Entries taken from a collection

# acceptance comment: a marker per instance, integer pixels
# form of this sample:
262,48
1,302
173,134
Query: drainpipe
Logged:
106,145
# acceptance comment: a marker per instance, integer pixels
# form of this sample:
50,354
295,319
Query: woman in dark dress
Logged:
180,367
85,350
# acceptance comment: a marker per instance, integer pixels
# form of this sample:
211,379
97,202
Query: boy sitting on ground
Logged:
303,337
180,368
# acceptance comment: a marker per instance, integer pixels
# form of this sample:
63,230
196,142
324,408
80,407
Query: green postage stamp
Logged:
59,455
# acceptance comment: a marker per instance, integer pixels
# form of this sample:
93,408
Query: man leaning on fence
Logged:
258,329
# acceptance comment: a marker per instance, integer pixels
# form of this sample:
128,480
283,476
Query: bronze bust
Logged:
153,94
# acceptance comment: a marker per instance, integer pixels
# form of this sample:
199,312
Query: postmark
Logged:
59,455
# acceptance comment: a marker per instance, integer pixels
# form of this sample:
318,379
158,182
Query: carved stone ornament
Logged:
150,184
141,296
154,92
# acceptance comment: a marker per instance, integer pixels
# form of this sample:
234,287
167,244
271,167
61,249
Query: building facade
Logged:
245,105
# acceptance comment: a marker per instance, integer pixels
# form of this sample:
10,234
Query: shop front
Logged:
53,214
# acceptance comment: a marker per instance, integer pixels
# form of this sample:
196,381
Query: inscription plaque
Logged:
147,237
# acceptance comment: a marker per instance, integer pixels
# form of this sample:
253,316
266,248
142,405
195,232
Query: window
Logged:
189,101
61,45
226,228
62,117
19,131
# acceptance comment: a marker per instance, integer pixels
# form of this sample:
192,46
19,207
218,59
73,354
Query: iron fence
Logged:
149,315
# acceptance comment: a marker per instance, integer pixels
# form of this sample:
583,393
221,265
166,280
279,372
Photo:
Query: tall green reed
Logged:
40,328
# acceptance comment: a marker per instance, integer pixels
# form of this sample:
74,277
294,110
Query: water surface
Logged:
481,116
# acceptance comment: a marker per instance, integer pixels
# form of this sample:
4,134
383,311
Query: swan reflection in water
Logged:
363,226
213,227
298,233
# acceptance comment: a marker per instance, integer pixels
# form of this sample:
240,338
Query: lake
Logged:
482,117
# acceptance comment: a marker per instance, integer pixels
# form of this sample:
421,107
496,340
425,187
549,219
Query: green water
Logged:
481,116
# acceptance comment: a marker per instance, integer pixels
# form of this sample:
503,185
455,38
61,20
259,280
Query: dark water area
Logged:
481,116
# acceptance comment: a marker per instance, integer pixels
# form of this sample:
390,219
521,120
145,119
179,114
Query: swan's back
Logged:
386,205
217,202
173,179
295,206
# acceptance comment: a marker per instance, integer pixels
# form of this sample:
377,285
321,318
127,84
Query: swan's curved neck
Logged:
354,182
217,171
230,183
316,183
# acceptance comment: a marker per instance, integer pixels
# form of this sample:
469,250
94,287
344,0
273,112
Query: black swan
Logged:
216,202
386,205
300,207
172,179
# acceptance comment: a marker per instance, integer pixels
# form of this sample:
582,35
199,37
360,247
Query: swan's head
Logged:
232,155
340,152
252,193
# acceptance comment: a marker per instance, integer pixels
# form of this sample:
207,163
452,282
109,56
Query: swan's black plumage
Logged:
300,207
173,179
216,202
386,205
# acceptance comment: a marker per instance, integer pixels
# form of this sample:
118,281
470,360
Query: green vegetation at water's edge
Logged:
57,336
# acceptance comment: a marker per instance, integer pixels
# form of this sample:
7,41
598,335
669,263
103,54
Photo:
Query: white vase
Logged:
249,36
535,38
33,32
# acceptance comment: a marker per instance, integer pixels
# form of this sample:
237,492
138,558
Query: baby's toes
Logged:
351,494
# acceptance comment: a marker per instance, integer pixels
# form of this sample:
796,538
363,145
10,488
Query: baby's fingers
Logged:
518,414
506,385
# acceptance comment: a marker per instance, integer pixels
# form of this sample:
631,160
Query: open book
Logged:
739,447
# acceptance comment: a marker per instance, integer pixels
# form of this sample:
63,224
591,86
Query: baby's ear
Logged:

• **Exercise directions**:
From the records above, extract every line exactly as it stands.

• **Completed exercise**:
# acceptance comment: a marker per instance, integer pixels
# form of this sample:
262,48
1,302
173,134
Query: drainpipe
Logged:
106,145
# acceptance comment: a marker per instance, integer pixels
# form of this sample:
50,354
295,319
Query: woman in dark dress
Logged:
180,367
85,350
# acceptance comment: a marker per instance, integer pixels
# form of this sample:
211,379
97,202
Query: boy sitting on ground
Logged:
303,337
180,368
# acceptance comment: a marker per instance, integer pixels
# form of this sample:
63,230
196,142
324,408
80,407
Query: green postage stamp
Logged:
59,455
# acceptance comment: a marker per instance, integer pixels
# form of this sample:
93,408
Query: man leaning on fence
Logged:
258,329
# acceptance comment: a marker per instance, integer pixels
# form of this sample:
128,480
283,476
Query: bronze bust
Logged:
153,94
# acceptance comment: a marker per instance, integer pixels
# form of this sample:
199,312
Query: postmark
Logged:
59,455
# acceptance comment: a marker per instance, integer pixels
# form of this sample:
318,379
158,182
Query: carved stone ornament
Logged:
150,184
141,296
154,92
# acceptance comment: a marker per instance, integer pixels
# form of this sample:
234,287
167,244
271,167
61,249
Query: building facade
Logged:
245,105
# acceptance comment: a marker per instance, integer pixels
# form of this sample:
10,234
Query: shop front
Logged:
53,214
# acceptance comment: a marker per instance, integer pixels
# form of this sample:
196,381
Query: inscription plaque
Logged:
147,237
# acceptance comment: a marker per instance, integer pixels
# form of this sample:
253,316
266,248
142,405
195,232
Query: window
Logged:
189,101
61,45
226,228
62,117
19,131
# acceptance comment: a marker per instance, integer pixels
# form of this sample:
192,46
19,207
218,59
73,354
Query: iron fence
Logged:
149,315
# acceptance comment: a marker per instance, integer pixels
# form of this sample:
583,393
221,265
166,280
279,372
Photo:
Query: tall green reed
Logged:
40,328
# acceptance comment: a marker per instance, integer pixels
# form of this sample:
74,277
294,110
Query: water surface
Logged:
481,116
# acceptance comment: a marker per instance, integer pixels
# form of this sample:
4,134
383,311
Query: swan reflection in water
Logged:
363,226
213,227
298,233
# acceptance comment: a marker per instance, integer pixels
# form of this sample:
240,338
Query: lake
Logged:
482,117
# acceptance comment: a marker per instance, integer pixels
# form of this sample:
421,107
496,340
425,187
549,219
Query: green water
Logged:
481,116
# acceptance comment: a marker per instance, integer pixels
# form of this sample:
503,185
455,38
61,20
259,280
Query: dark water area
Logged:
481,116
# acceptance comment: a marker per instance, integer pixels
# form of this sample:
390,219
521,120
145,119
179,114
Query: swan's back
Logged:
386,205
217,202
173,179
295,206
# acceptance comment: a marker per instance, integer pixels
# form of this sample:
377,285
321,318
127,84
Query: swan's curved neck
Logged:
354,182
217,171
230,183
316,183
# acceptance comment: a marker per instance, integer pixels
# form of this sample:
469,250
94,287
344,0
273,112
Query: black swan
Logged:
216,202
386,205
300,207
172,179
# acceptance comment: a marker per instance, integer pixels
# form of this sample:
582,35
199,37
360,247
Query: swan's head
Logged:
232,155
340,152
252,193
# acceptance comment: a marker per instance, integer pixels
# form of this sample:
207,163
452,282
109,56
Query: swan's black plumage
Logged:
300,207
173,179
216,202
386,205
# acceptance comment: a marker per instance, integer pixels
# form of this sample:
118,281
470,360
Query: green vegetation at water's edge
Logged:
57,336
# acceptance comment: a marker per instance, integer pixels
# form of this sample:
7,41
598,335
669,263
103,54
Photo:
Query: white vase
Logged:
249,36
535,38
33,32
# acceptance comment: a marker per instance, integer pixels
# form of this sample:
237,492
138,558
Query: baby's toes
Logged:
351,494
# acceptance comment: a marker per instance, integer pixels
# form of this sample:
796,538
363,145
10,488
Query: baby's fingers
Logged:
518,414
506,385
# acceptance comment: a marker per instance, integer pixels
# form of this sample:
631,160
Query: open book
Logged:
739,447
# acceptance comment: a marker per instance, integer pixels
# form of this sample:
63,224
591,86
Query: baby's ear
Logged:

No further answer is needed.